BEGIN Data
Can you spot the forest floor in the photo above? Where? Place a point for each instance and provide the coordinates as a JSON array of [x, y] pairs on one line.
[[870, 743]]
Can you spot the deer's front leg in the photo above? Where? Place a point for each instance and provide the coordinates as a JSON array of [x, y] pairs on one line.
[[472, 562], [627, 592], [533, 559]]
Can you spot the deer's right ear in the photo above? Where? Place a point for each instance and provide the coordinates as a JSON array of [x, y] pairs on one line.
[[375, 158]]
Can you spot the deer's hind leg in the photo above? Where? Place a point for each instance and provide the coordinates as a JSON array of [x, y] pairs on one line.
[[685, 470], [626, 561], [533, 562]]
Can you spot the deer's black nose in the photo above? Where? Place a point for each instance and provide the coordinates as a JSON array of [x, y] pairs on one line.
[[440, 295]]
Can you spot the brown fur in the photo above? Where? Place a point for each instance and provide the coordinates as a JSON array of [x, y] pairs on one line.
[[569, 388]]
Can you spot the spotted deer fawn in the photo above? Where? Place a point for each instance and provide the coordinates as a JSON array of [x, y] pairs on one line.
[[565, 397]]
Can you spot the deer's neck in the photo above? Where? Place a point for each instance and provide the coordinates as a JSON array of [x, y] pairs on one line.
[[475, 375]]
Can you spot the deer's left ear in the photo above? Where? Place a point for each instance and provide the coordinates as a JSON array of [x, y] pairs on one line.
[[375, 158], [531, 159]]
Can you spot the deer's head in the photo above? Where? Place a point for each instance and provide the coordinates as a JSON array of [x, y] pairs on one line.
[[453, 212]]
END Data
-- About this task --
In the listing above, find the line with "Can you spot the deer's left" and set down that line and all after it exactly, through the final line.

-- Answer for this exercise --
Can you spot the deer's left ear in the photo above? Where? Place a point for each instance and provide the coordinates as a JSON array of [x, y] pairs on one line.
[[375, 158], [531, 159]]
Can you spot the deer's head in the photo above? Where? Place a point for each instance and provide the coordinates as a JSON array of [x, y] pairs on one line.
[[453, 212]]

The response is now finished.